Dalam teks tentang perkembangan pendidikan Islam di Indonesia, siapa yang mendirikan padepokan di Ampel Surabaya?

#### KUTIPAN SUMBER

2.1
Perkembangan
Pendidikan Islam di Indonesia
Pendidikan Islam yaitu
bimbingan jasmani dan rohani menuju terbentuk kepribadian utama menurut
ukuran-ukuran Islam. Dengan pengertian lain Pendidikan Islam merupakan suatu
bentuk kepribadian utama yakni kepribadian muslim. Kepribadian yang memiliki
nilai-nilai agama Islam memilih dan memutuskan serta berbuat berdasarkan
nilai-nilai Islam dan bertanggung jawab sesuai dengan nilai-nilai Islam.
Pendidikan Islam merupakan pendidikan yang bertujuan membentuk individu menjadi
makhluk yang bercorak diri berderajat tinggi menurut ukuran Allah dan isi
pendidikan adalah mewujudkan tujuan ajaran Allah (Djamaluddin 1999: 9).
Suatu hal yang tidak terlepas dalam wacana
pendidikan di Indonesia adalah Pondok Pesantren. Ia adalah model sistem
pendidikan pertama dan tertua di Indonesia. Dalam catatan sejarah, Pondok
Pesantren dikenal di Indonesia sejak zaman Walisongo. Ketika itu Sunan Ampel
mendirikan sebuah padepokan di Ampel Surabaya dan menjadikannya pusat
pendidikan di Jawa. Para santri yang berasal dari pulau Jawa datang untuk
menuntut ilmu agama. Bahkan di antara para santri ada yang berasal dari Gowa
dan Talo, Sulawesi.

########
#### DATA YANG DIBERIKAN

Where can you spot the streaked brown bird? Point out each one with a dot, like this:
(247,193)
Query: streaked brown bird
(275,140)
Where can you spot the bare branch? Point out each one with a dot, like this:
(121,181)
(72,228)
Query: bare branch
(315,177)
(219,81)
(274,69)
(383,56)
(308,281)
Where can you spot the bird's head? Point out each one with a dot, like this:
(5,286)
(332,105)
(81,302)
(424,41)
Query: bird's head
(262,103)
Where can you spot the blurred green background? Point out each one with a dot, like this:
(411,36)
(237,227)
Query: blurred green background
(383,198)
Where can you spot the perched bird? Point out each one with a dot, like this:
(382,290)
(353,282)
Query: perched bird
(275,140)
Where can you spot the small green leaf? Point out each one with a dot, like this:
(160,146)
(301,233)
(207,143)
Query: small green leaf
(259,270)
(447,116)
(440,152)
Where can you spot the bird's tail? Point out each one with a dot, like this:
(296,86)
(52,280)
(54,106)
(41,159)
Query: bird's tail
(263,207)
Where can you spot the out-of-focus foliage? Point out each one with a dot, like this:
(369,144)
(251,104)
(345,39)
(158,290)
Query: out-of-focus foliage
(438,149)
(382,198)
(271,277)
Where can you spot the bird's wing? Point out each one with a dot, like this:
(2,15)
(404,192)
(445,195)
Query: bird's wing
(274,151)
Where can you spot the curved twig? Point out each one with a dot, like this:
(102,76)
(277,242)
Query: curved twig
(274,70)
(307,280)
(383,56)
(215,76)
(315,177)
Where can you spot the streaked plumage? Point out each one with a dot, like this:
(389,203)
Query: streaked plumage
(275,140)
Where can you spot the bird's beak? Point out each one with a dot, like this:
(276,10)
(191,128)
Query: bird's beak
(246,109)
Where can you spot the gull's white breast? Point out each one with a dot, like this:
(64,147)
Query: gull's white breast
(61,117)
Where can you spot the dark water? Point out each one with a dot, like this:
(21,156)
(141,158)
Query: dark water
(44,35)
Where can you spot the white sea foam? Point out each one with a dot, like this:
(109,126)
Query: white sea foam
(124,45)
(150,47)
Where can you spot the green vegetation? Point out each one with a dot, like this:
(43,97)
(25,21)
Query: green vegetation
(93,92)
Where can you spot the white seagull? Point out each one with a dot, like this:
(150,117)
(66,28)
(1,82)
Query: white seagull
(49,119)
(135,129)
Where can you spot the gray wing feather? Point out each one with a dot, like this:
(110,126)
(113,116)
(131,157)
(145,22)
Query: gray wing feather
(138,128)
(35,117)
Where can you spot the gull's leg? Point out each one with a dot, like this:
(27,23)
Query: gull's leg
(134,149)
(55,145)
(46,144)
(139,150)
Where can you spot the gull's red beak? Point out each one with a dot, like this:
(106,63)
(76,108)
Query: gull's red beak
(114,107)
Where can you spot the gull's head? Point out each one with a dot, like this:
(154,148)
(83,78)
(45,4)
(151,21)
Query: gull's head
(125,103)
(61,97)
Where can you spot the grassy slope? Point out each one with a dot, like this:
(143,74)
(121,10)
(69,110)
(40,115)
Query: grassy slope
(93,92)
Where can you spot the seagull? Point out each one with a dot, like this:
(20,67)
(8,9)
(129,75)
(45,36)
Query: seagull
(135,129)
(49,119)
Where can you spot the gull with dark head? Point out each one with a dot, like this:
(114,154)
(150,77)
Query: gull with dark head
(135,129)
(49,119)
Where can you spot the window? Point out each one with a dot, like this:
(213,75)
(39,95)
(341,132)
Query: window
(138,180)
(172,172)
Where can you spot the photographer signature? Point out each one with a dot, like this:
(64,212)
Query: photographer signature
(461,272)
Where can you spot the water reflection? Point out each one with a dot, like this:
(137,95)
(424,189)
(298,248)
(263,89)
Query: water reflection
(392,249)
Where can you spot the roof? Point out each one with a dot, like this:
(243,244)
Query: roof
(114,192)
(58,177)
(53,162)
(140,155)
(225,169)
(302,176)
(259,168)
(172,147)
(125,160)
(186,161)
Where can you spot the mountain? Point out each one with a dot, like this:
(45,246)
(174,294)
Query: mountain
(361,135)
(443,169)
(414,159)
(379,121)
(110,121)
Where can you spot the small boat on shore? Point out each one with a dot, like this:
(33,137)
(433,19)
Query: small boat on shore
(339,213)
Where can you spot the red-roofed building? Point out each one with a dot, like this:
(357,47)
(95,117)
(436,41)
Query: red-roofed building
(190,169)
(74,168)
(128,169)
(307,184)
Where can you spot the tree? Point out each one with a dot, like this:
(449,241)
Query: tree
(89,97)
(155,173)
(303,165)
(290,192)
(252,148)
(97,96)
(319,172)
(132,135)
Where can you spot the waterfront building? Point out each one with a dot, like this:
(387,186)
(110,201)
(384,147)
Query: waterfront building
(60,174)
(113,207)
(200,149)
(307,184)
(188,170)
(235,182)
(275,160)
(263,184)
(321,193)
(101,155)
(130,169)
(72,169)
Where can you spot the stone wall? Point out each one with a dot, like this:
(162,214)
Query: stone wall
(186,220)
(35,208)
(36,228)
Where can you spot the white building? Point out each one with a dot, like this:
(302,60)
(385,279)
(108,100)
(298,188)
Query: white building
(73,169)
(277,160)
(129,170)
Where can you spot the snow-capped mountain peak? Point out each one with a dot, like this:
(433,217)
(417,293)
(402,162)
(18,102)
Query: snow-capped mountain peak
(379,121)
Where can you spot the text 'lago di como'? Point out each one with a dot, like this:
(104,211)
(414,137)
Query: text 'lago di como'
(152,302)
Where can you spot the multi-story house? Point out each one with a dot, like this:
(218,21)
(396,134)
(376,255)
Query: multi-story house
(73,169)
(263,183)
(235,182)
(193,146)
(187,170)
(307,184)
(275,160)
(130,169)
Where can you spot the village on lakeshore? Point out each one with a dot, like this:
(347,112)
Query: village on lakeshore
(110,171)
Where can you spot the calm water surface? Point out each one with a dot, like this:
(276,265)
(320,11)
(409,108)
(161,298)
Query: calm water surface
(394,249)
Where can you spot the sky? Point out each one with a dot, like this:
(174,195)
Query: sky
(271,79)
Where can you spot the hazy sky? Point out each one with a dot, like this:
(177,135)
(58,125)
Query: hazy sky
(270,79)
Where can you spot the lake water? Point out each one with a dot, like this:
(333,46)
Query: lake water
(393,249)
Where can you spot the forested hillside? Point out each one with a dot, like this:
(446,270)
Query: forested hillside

########

HASILNYA BERIKUT:
Sunan Ampel.